Text under study: Begin
Information for the Non-Mason

 

For those people interested in knowing more about Freemasonry, here are some answers to the most common questions. We also encourage you to talk with a Mason and feel free to ask him any questions you may have.

Why have I not been asked to join?

Unlike the members of other fraternal organizations, Masons do not solicit anyone to become a member.

How does one become a Mason?

Many men live a lifetime and never know that they must ask for admission to the world's oldest, most purposeful and greatest fraternity. They do not realize that they will not be invited. They must come of their own free will and accord without persuasion. They must ask a Mason for a petition.

The prescribed requirements for membership in Nevada are:

To become a Mason, a man must be of legal age (in our state, 18 years), sound of body and mind, free to make his own choices and he must express his personal belief in a Supreme Being. He must possess a good reputation in his community and be of good moral character. He must have been a resident of the State of Nevada for a period of at least one year and within the jurisdiction of the Lodge into which his petition will be presented for at least six months. His petition must be recommended by two Master Mason members of the lodge being petitioned.

What is Freemasonry?

The institution of Freemasonry, perhaps, the oldest fraternal organization in recorded history, is traceable directly from as long ago as AD 1717, and indirectly, from the ancient Craft Guilds of Stone Masons and Builders who were employed in the erection of the great cathedrals of Europe. The allegory of our ritual stems from the building of Solomon's Temple in ancient Judea long before the birth of Christ. Thus is established its claim to antiquity, and the dignity which it has displayed through the centuries of time. The first known written mention of Masonry is contained in a poem - the Regius Poem, or Halliwell Manuscript which was penned in about AD 1390. Ours is a fraternal society based upon certain moral and religious doctrines. The moral doctrines include Brotherly Love, Relief and Truth Temperance, Fortitude, Prudence and Justice are also taught. The religious doctrines are belief in God (or a Supreme Being) and the Immortality of the Soul. Through those tenets, both moral and religious, it teaches the building of good moral character. It is educational in that it reaches by its ceremonies, a system of morality and brotherhood based upon Sacred Law. It emphasizes the duty of man to be curious about the world; to develop his intellect and skill; to be just; to follow precepts of conscience and exercise self control. It is religous in that it teaches belief in God; a belief that is prerequisite for membership, though without dogma or creed, for Freemasonry is not concerned with creeds of theology. Every Lodge must have an Altar, and on it, when Lodge is in session, a volume of Sacred Law.

Masonry is not a secret society, rather it is a society with secrets. We do not hide our membership. We wear pins, rings and other identifying items widely known to be emblems of the Fraternity. We do not meet secretly, but publish the dates and times of our meetings as well as the addresses of our Temples and Halls.
Text under study: End
Dataset records: Begin
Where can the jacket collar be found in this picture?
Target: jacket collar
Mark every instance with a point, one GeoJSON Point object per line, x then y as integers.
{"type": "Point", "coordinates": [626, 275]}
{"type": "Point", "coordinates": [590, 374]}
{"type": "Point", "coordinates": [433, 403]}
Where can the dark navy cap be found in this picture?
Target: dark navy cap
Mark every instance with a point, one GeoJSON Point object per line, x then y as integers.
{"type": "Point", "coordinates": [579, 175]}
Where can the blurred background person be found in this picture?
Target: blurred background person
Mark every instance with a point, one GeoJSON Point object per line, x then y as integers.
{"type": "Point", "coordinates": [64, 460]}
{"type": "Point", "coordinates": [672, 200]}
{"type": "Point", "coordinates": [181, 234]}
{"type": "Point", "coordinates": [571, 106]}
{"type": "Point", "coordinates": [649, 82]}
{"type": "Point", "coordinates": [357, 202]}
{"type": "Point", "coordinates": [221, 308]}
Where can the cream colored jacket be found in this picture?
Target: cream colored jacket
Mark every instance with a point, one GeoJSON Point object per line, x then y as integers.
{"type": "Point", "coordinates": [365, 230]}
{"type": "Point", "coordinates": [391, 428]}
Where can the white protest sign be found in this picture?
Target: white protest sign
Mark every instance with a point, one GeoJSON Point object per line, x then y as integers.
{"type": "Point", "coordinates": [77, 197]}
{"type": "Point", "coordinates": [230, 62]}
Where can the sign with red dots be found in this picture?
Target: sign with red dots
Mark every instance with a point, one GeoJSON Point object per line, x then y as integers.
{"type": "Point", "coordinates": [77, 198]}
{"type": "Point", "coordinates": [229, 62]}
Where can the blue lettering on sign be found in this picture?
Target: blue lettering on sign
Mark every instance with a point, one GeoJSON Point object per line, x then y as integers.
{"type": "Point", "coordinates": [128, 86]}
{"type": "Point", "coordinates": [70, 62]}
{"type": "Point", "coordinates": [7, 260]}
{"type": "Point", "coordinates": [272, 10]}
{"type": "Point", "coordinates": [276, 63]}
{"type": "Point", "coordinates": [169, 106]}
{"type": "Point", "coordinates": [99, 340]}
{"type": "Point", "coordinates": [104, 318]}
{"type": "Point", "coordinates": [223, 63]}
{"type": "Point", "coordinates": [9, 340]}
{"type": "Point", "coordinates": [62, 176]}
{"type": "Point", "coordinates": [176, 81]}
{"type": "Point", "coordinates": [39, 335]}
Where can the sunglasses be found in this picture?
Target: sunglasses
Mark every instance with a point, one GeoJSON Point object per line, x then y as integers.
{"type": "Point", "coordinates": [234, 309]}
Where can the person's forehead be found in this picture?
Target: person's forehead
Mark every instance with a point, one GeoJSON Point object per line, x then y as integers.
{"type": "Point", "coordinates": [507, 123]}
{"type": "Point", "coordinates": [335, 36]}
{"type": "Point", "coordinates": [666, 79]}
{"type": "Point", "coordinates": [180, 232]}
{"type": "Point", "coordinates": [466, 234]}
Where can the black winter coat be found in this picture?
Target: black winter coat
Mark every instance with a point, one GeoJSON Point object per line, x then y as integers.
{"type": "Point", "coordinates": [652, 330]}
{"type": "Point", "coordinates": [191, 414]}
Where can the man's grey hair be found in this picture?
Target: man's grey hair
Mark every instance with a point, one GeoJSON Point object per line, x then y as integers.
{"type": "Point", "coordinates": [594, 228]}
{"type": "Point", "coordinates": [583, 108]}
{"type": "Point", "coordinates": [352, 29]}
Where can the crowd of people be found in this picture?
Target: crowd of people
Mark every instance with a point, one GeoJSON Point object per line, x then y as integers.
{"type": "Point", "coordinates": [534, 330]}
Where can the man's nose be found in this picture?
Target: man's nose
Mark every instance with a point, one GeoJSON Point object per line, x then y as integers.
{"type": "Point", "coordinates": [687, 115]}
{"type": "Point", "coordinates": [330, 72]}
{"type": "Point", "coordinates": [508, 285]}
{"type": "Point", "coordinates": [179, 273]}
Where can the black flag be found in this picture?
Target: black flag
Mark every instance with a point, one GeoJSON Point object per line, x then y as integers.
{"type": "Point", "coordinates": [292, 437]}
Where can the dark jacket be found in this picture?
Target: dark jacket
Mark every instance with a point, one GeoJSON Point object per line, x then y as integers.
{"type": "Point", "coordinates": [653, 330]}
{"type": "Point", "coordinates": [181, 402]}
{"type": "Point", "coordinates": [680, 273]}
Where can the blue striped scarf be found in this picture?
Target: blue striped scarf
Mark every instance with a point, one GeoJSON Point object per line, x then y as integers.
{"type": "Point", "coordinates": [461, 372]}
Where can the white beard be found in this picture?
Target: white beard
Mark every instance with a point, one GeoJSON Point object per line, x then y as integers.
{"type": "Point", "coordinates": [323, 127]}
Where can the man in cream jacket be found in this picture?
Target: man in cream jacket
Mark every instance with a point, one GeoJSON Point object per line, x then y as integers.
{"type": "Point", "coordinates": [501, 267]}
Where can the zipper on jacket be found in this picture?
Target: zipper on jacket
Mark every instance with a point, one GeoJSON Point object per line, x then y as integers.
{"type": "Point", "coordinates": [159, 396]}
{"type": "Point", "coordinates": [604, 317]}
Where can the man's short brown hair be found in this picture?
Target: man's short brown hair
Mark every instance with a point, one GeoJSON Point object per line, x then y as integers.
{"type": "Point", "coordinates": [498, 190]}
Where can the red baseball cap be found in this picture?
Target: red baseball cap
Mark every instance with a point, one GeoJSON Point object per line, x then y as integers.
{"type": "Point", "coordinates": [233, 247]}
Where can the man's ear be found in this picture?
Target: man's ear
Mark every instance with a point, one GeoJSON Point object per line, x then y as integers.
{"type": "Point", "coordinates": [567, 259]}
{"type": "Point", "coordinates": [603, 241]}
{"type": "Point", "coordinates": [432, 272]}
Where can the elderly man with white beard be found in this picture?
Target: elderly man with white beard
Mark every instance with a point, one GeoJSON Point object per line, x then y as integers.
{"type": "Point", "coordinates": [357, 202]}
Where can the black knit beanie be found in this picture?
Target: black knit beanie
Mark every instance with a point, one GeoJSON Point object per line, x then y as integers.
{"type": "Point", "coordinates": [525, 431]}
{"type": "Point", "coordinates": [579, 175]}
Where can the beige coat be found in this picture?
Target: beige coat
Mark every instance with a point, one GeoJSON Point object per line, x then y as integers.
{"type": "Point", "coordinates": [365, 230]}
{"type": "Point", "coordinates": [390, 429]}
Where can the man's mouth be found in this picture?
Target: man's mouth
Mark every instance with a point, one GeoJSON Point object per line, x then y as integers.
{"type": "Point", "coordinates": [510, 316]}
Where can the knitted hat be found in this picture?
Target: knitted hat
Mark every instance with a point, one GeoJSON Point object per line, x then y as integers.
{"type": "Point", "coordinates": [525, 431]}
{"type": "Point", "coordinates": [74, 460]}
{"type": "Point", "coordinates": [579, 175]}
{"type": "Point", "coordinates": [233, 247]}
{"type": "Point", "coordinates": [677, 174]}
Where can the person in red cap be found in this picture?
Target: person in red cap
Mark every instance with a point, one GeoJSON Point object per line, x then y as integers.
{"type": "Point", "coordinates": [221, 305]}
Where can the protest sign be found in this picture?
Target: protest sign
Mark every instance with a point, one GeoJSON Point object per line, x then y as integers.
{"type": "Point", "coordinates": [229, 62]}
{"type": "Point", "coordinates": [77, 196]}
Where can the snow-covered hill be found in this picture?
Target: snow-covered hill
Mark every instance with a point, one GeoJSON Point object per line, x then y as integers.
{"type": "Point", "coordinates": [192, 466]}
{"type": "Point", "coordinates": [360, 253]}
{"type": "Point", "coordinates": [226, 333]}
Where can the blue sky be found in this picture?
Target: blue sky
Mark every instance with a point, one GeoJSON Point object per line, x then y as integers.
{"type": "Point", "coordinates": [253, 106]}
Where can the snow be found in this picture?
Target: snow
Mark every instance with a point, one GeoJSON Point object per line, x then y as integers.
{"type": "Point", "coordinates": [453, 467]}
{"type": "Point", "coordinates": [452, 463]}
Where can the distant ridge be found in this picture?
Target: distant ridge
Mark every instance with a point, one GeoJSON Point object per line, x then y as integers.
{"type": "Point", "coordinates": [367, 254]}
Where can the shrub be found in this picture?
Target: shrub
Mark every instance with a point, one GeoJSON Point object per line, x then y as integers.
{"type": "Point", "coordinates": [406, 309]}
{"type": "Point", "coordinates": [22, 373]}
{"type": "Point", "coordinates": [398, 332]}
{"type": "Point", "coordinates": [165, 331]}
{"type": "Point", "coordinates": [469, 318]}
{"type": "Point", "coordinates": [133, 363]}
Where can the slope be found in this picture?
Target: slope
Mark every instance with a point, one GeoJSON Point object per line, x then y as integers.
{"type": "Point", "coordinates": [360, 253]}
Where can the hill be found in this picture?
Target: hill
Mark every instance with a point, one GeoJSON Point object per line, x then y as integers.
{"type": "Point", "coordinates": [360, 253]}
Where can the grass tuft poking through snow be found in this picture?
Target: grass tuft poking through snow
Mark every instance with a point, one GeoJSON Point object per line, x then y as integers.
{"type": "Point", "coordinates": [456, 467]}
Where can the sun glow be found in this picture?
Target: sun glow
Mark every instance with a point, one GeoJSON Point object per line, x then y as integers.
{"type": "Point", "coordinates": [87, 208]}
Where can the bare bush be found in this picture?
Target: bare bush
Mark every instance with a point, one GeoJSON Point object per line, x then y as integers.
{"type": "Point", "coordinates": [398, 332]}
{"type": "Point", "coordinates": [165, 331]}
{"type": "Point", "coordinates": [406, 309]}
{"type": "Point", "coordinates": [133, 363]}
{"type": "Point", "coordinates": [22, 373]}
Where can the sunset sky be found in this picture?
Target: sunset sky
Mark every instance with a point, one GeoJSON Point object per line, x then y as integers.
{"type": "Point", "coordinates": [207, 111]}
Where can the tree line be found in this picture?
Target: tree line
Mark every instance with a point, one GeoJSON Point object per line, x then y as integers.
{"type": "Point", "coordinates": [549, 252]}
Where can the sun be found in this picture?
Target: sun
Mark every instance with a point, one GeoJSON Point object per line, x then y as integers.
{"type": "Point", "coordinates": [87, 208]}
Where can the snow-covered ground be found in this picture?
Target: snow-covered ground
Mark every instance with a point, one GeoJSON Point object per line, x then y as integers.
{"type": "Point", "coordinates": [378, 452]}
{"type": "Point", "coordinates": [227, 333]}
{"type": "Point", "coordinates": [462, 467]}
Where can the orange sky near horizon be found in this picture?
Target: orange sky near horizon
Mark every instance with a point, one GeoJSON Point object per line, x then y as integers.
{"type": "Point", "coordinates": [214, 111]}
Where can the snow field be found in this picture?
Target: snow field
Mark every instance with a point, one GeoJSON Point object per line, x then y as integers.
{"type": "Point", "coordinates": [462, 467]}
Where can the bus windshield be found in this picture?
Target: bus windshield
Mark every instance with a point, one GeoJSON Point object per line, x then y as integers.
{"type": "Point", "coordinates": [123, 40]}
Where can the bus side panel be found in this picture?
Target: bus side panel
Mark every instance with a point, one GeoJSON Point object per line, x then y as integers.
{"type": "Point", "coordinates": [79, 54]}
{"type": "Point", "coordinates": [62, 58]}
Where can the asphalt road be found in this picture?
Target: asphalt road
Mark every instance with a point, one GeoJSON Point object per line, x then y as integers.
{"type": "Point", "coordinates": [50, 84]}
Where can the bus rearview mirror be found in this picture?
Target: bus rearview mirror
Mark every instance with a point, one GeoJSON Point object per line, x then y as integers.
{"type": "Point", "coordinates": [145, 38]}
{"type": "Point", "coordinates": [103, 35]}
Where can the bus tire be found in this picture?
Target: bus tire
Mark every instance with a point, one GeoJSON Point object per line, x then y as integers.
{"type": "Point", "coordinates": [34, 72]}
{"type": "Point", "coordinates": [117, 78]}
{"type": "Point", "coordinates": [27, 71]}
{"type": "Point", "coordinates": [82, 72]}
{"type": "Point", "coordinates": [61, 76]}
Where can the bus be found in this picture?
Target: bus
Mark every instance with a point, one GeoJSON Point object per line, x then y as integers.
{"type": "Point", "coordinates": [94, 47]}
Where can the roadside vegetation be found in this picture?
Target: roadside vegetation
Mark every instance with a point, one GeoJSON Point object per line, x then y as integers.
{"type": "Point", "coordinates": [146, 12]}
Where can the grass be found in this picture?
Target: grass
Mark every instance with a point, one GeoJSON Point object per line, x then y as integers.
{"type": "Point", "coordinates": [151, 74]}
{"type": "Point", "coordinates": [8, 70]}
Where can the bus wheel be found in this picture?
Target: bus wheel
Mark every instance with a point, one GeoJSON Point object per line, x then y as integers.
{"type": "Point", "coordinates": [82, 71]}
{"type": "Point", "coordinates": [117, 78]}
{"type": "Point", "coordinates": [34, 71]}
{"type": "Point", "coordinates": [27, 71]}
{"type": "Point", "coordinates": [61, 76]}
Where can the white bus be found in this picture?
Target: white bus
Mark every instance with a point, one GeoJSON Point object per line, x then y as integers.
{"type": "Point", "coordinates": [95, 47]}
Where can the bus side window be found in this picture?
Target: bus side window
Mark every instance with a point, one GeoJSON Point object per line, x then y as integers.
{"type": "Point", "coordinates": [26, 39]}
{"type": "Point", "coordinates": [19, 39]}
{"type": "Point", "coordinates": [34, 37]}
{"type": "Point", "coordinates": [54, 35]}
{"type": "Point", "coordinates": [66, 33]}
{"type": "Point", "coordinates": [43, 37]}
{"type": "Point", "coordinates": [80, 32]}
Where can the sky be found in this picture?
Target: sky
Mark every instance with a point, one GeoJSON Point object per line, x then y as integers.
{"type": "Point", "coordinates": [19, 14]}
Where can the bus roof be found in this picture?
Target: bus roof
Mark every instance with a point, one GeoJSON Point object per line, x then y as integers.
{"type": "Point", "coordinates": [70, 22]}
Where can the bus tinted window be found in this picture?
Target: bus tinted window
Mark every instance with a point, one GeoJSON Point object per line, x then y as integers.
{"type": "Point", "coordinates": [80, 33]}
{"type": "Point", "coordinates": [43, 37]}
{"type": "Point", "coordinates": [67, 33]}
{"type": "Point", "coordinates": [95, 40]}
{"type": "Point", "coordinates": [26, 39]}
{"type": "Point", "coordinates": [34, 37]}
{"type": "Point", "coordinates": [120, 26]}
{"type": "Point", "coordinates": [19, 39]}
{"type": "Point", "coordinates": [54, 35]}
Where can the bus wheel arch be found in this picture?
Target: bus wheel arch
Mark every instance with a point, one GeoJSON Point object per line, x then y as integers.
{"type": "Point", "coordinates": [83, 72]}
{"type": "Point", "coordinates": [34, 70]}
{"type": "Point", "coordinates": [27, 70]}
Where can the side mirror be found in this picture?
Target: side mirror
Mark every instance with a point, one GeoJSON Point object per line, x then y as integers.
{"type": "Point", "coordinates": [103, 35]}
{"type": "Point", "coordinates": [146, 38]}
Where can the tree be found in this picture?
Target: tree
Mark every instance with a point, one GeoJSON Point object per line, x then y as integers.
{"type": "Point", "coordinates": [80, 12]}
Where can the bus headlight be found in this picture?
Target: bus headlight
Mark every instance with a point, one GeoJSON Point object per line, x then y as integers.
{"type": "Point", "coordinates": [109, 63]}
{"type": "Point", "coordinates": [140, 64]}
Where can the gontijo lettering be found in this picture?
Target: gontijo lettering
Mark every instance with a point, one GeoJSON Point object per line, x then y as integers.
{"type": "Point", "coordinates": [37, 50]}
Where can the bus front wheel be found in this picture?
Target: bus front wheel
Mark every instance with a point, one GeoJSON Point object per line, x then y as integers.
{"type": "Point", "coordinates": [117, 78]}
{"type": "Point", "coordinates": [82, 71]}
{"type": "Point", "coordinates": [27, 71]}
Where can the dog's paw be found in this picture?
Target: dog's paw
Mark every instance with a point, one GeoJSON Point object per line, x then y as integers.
Dataset records: End
> **Aim of the task**:
Please continue the information page on Freemasonry, picking up after its final sentence.

> **Reply**:
We do not boast of our relief but it is safe to say that the arm of Masonry reaches around the world in alleviating the distress of our Brethren, their widows and orphans. The charitable projects in which Masons are involved, such as those of the Grand Lodge of Nevada through its own Charity Relief Fund, and the philanthropies of the York and Scottish Rites, the additional ones of other Masonic related groups such as the Leukemia Research of Convent General, Knights of the York Cross of Honour, and the Shrine Crippled Children's Hospitals and Burn Centers today spend in the neighborhood of one million dollars each day.

That we support the principle of free Public Schools is not known by many persons. We can and should be, proud of our founding and continued support of the Public Schools. From the days of DeWitt Clinton, and outstanding statesman of New York where he served as Governor, and was largely responsible for the establishment there of the first of the Public Schools. We have long been interested in the education of the general public because of our strong belief that to have an enlightened and knowledgeable citizenry.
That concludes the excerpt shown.